-------- LISTING --------

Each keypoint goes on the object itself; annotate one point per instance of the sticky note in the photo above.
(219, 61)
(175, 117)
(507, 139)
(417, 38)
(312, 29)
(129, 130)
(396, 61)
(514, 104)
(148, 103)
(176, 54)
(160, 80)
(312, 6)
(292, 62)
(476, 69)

--------

REQUIRED WORK: Reproduce every item above verbatim, line for line.

OUTPUT:
Each keypoint goes on the object itself; annotate one point per instance of the sticky note in the photo above.
(219, 61)
(175, 117)
(507, 139)
(417, 38)
(312, 29)
(129, 130)
(396, 61)
(514, 104)
(148, 103)
(176, 54)
(160, 80)
(312, 6)
(292, 62)
(476, 69)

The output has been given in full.